#### [Problem statement]
Identify each line of the data below that contains the string "exact", and copy those lines out in full.

#### [Given information]
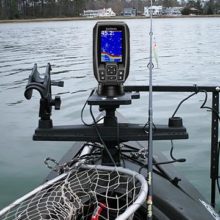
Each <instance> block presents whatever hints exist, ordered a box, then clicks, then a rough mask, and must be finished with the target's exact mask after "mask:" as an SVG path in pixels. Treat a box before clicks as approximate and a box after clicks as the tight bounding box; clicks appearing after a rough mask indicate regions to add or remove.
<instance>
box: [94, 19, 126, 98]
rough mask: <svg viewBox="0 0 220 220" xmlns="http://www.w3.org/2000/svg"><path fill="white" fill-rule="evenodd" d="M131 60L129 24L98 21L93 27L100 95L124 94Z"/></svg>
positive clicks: (96, 76) (94, 67)
mask: <svg viewBox="0 0 220 220" xmlns="http://www.w3.org/2000/svg"><path fill="white" fill-rule="evenodd" d="M129 61H130V44H129V29H128V26H127V25H126V24H125V23H124V22H97V23H96V25H95V27H94V29H93V67H94V75H95V78H96V79H97V81H98V83H99V86H98V94H99V95H103V96H120V95H123V93H124V92H123V83H124V82H125V80H126V79H127V77H128V74H129Z"/></svg>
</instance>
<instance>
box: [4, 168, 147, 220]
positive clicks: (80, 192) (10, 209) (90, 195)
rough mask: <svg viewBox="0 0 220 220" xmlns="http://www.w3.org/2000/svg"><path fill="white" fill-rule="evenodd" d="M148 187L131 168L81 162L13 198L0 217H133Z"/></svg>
mask: <svg viewBox="0 0 220 220" xmlns="http://www.w3.org/2000/svg"><path fill="white" fill-rule="evenodd" d="M147 191H148V187H147V182H146V180H145V178H144V177H143V176H142V175H140V174H138V173H136V172H134V171H131V170H128V169H124V168H121V167H117V168H116V167H105V166H91V165H87V166H85V165H83V166H81V167H80V168H78V169H76V170H72V171H70V172H69V173H66V174H63V175H61V176H59V177H57V178H56V179H54V180H52V181H49V182H47V183H46V184H44V185H42V186H40V187H38V188H36V189H35V190H34V191H32V192H30V193H29V194H27V195H26V196H24V197H22V198H21V199H19V200H17V201H15V202H14V203H12V204H11V205H9V206H8V207H6V208H5V209H3V210H2V211H0V220H3V219H4V220H12V219H13V220H27V219H31V220H39V219H41V220H43V219H52V220H53V219H54V220H55V219H56V220H57V219H58V220H87V219H88V220H103V219H104V220H105V219H108V220H110V219H117V220H125V219H133V216H134V213H135V212H136V211H137V209H138V208H139V207H140V206H141V205H142V204H143V203H144V202H145V200H146V197H147Z"/></svg>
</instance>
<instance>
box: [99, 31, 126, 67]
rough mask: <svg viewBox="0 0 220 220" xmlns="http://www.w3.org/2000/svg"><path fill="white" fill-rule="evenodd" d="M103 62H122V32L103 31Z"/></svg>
mask: <svg viewBox="0 0 220 220" xmlns="http://www.w3.org/2000/svg"><path fill="white" fill-rule="evenodd" d="M101 62H113V63H120V62H122V31H101Z"/></svg>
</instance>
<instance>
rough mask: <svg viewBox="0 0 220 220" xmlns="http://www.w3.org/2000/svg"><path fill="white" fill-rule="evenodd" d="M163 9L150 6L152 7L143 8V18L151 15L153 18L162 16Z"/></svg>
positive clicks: (162, 8) (159, 7)
mask: <svg viewBox="0 0 220 220" xmlns="http://www.w3.org/2000/svg"><path fill="white" fill-rule="evenodd" d="M162 10H163V7H162V6H161V5H160V6H154V5H153V6H152V7H144V16H150V15H151V13H152V15H153V16H159V15H162Z"/></svg>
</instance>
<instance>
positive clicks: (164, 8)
mask: <svg viewBox="0 0 220 220" xmlns="http://www.w3.org/2000/svg"><path fill="white" fill-rule="evenodd" d="M182 9H183V7H169V8H164V9H163V14H164V15H168V16H180V15H182V14H181V10H182Z"/></svg>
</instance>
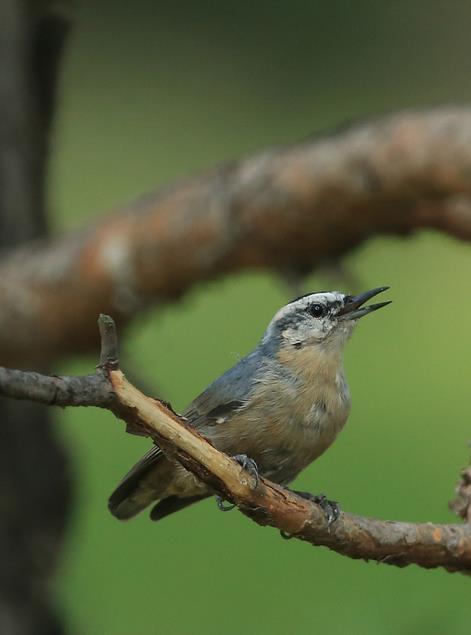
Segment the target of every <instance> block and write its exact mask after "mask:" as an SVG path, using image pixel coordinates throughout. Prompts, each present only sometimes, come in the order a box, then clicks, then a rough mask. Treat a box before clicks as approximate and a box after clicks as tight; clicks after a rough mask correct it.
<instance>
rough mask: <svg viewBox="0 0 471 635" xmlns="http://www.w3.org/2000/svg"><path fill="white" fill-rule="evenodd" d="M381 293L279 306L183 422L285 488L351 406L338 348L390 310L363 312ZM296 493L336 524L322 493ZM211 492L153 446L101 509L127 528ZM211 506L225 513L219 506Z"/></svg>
mask: <svg viewBox="0 0 471 635" xmlns="http://www.w3.org/2000/svg"><path fill="white" fill-rule="evenodd" d="M387 289H389V287H377V288H375V289H371V290H369V291H366V292H364V293H361V294H359V295H348V294H344V293H341V292H339V291H322V292H316V293H307V294H304V295H302V296H300V297H298V298H296V299H294V300H292V301H291V302H289V303H288V304H286V305H285V306H283V307H282V308H281V309H280V310H279V311H278V312H277V313H276V314H275V316H274V317H273V319H272V320H271V321H270V323H269V324H268V327H267V329H266V331H265V333H264V334H263V337H262V338H261V340H260V342H259V343H258V345H257V346H256V347H255V349H254V350H253V351H252V352H250V353H249V354H248V355H246V356H245V357H243V358H242V359H240V360H239V361H238V362H237V363H236V364H235V365H234V366H233V367H232V368H230V369H229V370H227V371H226V372H225V373H223V374H222V375H221V376H220V377H218V378H217V379H216V380H215V381H213V382H212V383H211V384H210V385H209V386H208V388H206V390H204V391H203V392H202V393H201V394H200V395H199V396H198V397H197V398H196V399H195V400H194V401H193V402H192V403H191V404H190V405H189V407H188V408H187V409H186V411H185V412H184V413H183V416H184V417H185V418H186V420H187V424H188V425H189V426H192V427H194V428H195V429H196V430H197V431H198V432H199V433H200V434H202V435H203V436H204V437H206V438H207V439H208V440H209V441H210V442H211V443H212V444H213V445H214V446H215V447H216V448H217V449H219V450H221V451H222V452H225V453H226V454H229V455H231V456H233V457H234V458H235V459H236V460H237V461H239V463H240V464H241V465H242V466H243V467H245V468H246V469H248V470H249V471H251V472H253V473H255V476H256V477H257V478H258V476H259V475H262V476H263V477H265V478H267V479H270V480H272V481H274V482H275V483H278V484H280V485H283V486H288V485H289V484H290V483H291V482H292V481H293V480H294V479H295V478H296V477H297V476H298V474H299V473H300V472H301V471H302V470H303V469H304V468H305V467H307V466H308V465H309V464H310V463H312V462H313V461H314V460H315V459H317V458H318V457H319V456H320V455H321V454H323V453H324V452H325V451H326V450H327V448H329V447H330V446H331V445H332V443H333V442H334V440H335V438H336V437H337V435H338V433H339V432H340V430H341V429H342V428H343V426H344V425H345V423H346V421H347V418H348V415H349V413H350V402H351V400H350V391H349V387H348V383H347V380H346V377H345V373H344V370H343V352H344V347H345V344H346V342H347V340H348V339H349V337H350V336H351V334H352V331H353V329H354V327H355V325H356V324H357V322H358V320H359V319H360V318H362V317H364V316H365V315H368V314H370V313H372V312H374V311H377V310H378V309H380V308H382V307H384V306H386V305H388V304H390V301H386V302H379V303H377V304H370V305H366V303H367V302H368V300H370V299H371V298H373V297H375V296H376V295H378V294H379V293H382V292H383V291H386V290H387ZM293 491H296V490H293ZM297 493H299V494H300V495H303V496H305V497H306V498H311V500H313V501H314V502H316V503H319V504H321V506H322V507H323V508H324V510H325V512H326V515H327V517H328V520H329V523H330V522H332V521H333V520H335V519H336V517H337V516H338V513H339V511H338V506H337V504H336V503H335V502H333V501H329V500H328V499H327V498H326V497H325V496H324V495H313V494H310V493H306V492H297ZM215 494H216V492H214V491H212V490H211V489H210V488H209V486H208V485H206V484H205V483H203V482H202V481H200V480H199V479H198V478H197V477H196V476H194V475H193V474H192V473H191V472H189V471H188V470H186V469H185V468H184V467H183V466H182V465H181V464H180V463H178V461H177V460H176V459H175V460H174V459H172V458H170V457H168V456H166V455H165V454H164V453H163V452H162V450H161V449H160V448H159V447H158V446H157V445H155V444H154V445H153V446H152V447H151V448H150V450H149V451H148V452H147V453H146V454H145V455H144V456H143V457H142V458H141V460H140V461H139V462H138V463H137V464H136V465H135V466H134V467H133V468H132V469H131V470H130V471H129V472H128V473H127V474H126V475H125V476H124V478H123V479H122V481H121V482H120V483H119V485H118V486H117V488H116V489H115V490H114V492H113V493H112V494H111V496H110V498H109V501H108V507H109V509H110V511H111V513H112V514H113V515H114V516H115V517H116V518H118V519H120V520H127V519H129V518H132V517H133V516H135V515H136V514H138V513H139V512H141V511H142V510H144V509H145V508H146V507H148V506H149V505H151V504H152V505H153V507H152V510H151V512H150V518H151V519H152V520H161V519H162V518H164V517H165V516H168V515H170V514H173V513H175V512H176V511H179V510H181V509H184V508H185V507H188V506H189V505H192V504H194V503H196V502H198V501H201V500H203V499H205V498H208V497H209V496H213V495H215ZM218 505H219V507H220V509H222V510H226V509H228V507H225V506H224V504H223V502H222V501H221V499H218Z"/></svg>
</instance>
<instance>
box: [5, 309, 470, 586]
mask: <svg viewBox="0 0 471 635" xmlns="http://www.w3.org/2000/svg"><path fill="white" fill-rule="evenodd" d="M100 330H101V334H102V355H101V362H100V366H99V367H98V370H97V373H96V374H95V375H90V376H86V377H55V376H54V377H48V376H44V375H39V374H37V373H30V372H21V371H12V370H9V369H5V368H2V369H0V394H1V395H3V396H6V397H13V398H17V399H30V400H33V401H38V402H40V403H45V404H49V405H52V404H57V405H61V406H68V405H70V406H77V405H82V406H98V407H101V408H107V409H108V410H110V411H111V412H113V413H114V414H115V415H116V416H117V417H119V418H121V419H123V420H124V421H126V423H127V426H128V431H130V432H140V433H143V434H145V435H146V436H149V437H151V438H152V439H153V440H154V441H155V442H156V443H158V445H159V446H160V447H161V448H162V449H163V450H164V452H166V453H167V454H168V455H171V456H172V457H173V458H176V459H177V460H178V461H180V462H181V463H182V464H183V465H184V466H185V467H186V468H187V469H189V470H191V471H192V472H193V473H194V474H196V475H197V476H198V477H199V478H200V479H202V480H203V481H205V482H206V483H208V484H209V485H210V486H211V487H212V488H213V489H214V490H215V492H218V493H219V494H221V495H222V496H224V497H225V498H228V499H230V500H232V501H234V502H235V503H236V504H237V505H238V506H239V508H240V510H241V511H242V512H243V513H244V514H246V515H247V516H249V517H250V518H252V519H253V520H254V521H256V522H257V523H258V524H260V525H270V526H272V527H276V528H278V529H279V530H281V531H283V532H284V533H287V534H289V535H291V536H293V537H296V538H299V539H301V540H304V541H306V542H310V543H311V544H313V545H324V546H326V547H329V548H330V549H333V550H334V551H337V552H338V553H341V554H344V555H346V556H349V557H351V558H361V559H366V560H376V561H378V562H384V563H387V564H394V565H397V566H405V565H408V564H417V565H419V566H421V567H426V568H432V567H444V568H446V569H447V570H449V571H461V572H464V573H468V574H469V573H471V526H470V525H469V524H463V525H458V524H450V525H443V524H441V525H439V524H433V523H403V522H392V521H381V520H376V519H373V518H364V517H361V516H355V515H353V514H348V513H341V514H340V517H339V518H338V520H337V521H335V523H333V524H332V525H331V526H330V527H328V526H327V524H326V520H325V516H324V512H323V511H322V509H321V508H320V507H318V506H317V505H315V504H313V503H311V502H309V501H307V500H305V499H303V498H300V497H299V496H297V495H296V494H294V493H293V492H291V491H289V490H286V489H284V488H283V487H281V486H279V485H276V484H274V483H272V482H270V481H268V480H266V479H263V478H262V479H260V481H259V483H258V484H257V483H256V482H255V481H254V478H253V477H252V476H251V475H250V474H248V473H247V472H245V470H243V469H242V468H241V467H240V465H239V464H238V463H236V462H235V461H234V460H233V459H231V458H230V457H228V456H226V455H225V454H222V453H221V452H219V451H218V450H217V449H216V448H214V447H213V446H212V445H211V444H210V443H209V442H208V441H207V440H206V439H204V438H203V437H202V436H200V435H199V434H198V433H197V432H196V431H195V430H193V429H191V428H190V427H188V426H187V425H186V424H185V420H184V419H183V418H182V417H180V416H178V415H177V414H176V413H175V412H173V411H172V410H171V408H170V407H169V406H167V405H166V404H164V403H163V402H161V401H159V400H156V399H152V398H150V397H147V396H145V395H144V394H142V393H141V392H140V391H139V390H137V389H136V388H135V387H134V386H132V385H131V384H130V383H129V382H128V381H127V380H126V378H125V376H124V375H123V373H122V372H121V371H120V370H119V368H118V362H117V358H116V337H115V332H114V328H113V323H112V322H111V321H110V318H106V316H102V317H101V318H100Z"/></svg>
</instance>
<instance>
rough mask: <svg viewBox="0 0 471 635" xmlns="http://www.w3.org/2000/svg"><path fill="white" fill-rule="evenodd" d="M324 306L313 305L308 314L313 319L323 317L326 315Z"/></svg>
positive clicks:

#### [Solution to this task]
Each <instance> block presents whatever hints exist, ordered a box, then clicks, then a rough mask, and must be finished with the target's exact mask after "mask:" as an SVG path in pixels. Treat a box before clicks as approximate and a box after clicks as the tight bounding box; clicks appearing after a rough mask indicate regions to add or remove.
Segment the target of every <instance> block and write its exact mask after "mask:" as an SVG path, using image pixel coordinates throughout. Prompts, each present only sometimes, come in the order a box, then clicks, then a rough mask. Treat a box before clicks as approximate and a box after clicks as tight; clicks after a rough mask correct it.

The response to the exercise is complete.